Prolongez, s'il vous plaît, le discours sur les eaux de l'Escaut et de la Scarpe à partir de sa dernière phrase.

Extrait du document:
■ ■ ■
J'en ai parlé, il y a
peu de jours, au bourgmestre de Péronne, commune dont on vous a entretenus et
qui est sous l'eau quatre ou cinq fois par an. Ce magistral m'a déclaré qu'il y
a un petit nombre d'années, lorsqu'il y avait des pluies abondantes, on savait
qu'on aurait les eaux vives dans huit jours, tandis qu'aujourd'hui elles
arrivent 18 ou 20 heures après. La canalisation des affluents de l'Escaut fait
donc arriver les eaux avec plus de rapidité.
Mais autrefois, ces
eaux étaient arrêtées par l'écluse d'Antoing.
Ici je veux vous
entretenir d'un fait entièrement nouveau pour moi, que je crois également
nouveau pour cette assemblée et même pour le gouvernement, fait qui m'a été
révélé par un homme extrêmement capable, ancien membre des états généraux, dont
les connaissances en cette matière sont certainement très étendues.
Vous savez que la
Scarpe a été canalisée par Vauban. Par suite, le lit de cette rivière s'est
constamment relevé. Depuis un grand nombre d'années le lit de la Scarpe est
plus élevé que les prairies du voisinage. C'est le résultat des atterrissements
qui ont toujours lieu, quand on canalise une rivière par écluses ; le limon
venant d'être charrié par le courant se dépose et relève ainsi chaque année le
lit du fleuve.
Sous le gouvernement
autrichien, pour améliorer les prairies de la Scarpe qui n'avaient plus
l'écoulement, on a créé un vaste canal, qui portait les eaux dans l'Escaut
français près de Morlagne ; ce canal prit le nom de canal du Décours. Mais en
1788, les états de France demandèrent aux états du Tournaisis de pouvoir
transporter leurs eaux jusqu'à l'Escaut du Tournaisis. Les états du Tournaisis
consentirent à recevoir ces eaux ; mais à une condition, c'est qu’il serait
construit en aval une écluse, dont le jeu appartiendrait aux états du Tournaisis,
qui en feraient usage pour que les eaux du canal du Décours ne nuisissent pas à
nos propres propriétés.
Dans les premiers
temps de la révolution, il s'est passé un fait très grave qui m'a été signalé
il y a peu de jours. Des personnes payées par la compagnie française sont
venues. en violant notre territoire, faire sauter l'écluse d'aval, de manière
qu'aujourd'hui il n'y a plus d'écluse.
Voilà un fait très
grave, une violation de territoire qui a eu pour résultat d'assécher les marais
de la Scarpe pour faire de nos magnifiques prairies des marais infects.
J'insiste pour que M.
le ministre des travaux publics se fasse produire le traité international
intervenu à ce sujet entre les deux pays, et le fasse exécuter, attendu que ce
traité est un acte international.
Mais ce n'est pas
tout. Cela n'a pas suffi aux propriétaires des marais de la Scarpe. Il y avait
en France des personnes qui avaient acheté ces marais à vil prix, et qui ont
voulu en faire d'excellentes prairies en se débarrassant de leurs eaux sur
notre pays. On a donc fait un traité que l'honorable M. David a qualifié de
traité occulte, et que je qualifie de même.
■ ■ ■
Données à examiner:
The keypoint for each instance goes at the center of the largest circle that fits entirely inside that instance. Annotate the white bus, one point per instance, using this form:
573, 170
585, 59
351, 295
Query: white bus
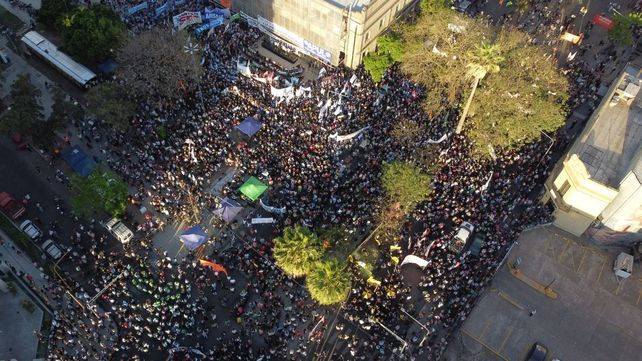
78, 73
■ ■ ■
Réponse proposée:
M. David. - A la bonne heure
!
M. Dumortier. - Je ne crois pas
au pouvoir occulte ; mais je crois qu'il y a eu un traité occulte, puisqu'il
n'a pas été soumis à la ratification des chambres.
On a fait un traité,
resté longtemps secret, en vertu duquel l'écluse d'Antoing, située à l'entrée de
l'Escaut sur notre territoire, et dont l'ouverture était de 9 mètres, a aujourd’hui
20 mètres. Vous concevez qu'une écluse de 9 mètres ne laissait passer que 9
mètres d'eau ; tandis qu'avec une écluse élargie, nous recevons 20 mètres au
lieu de 9.
Vous avez là toute
l'explication des inondations à la région supérieure.
On a ouvert l'Escaut
en amont ; on n'a pas créé de débouché en avals Moyennant quoi les marais
français sont devenus d'excellentes prairies, et nos prairies promettent de
devenir d'excellents marais.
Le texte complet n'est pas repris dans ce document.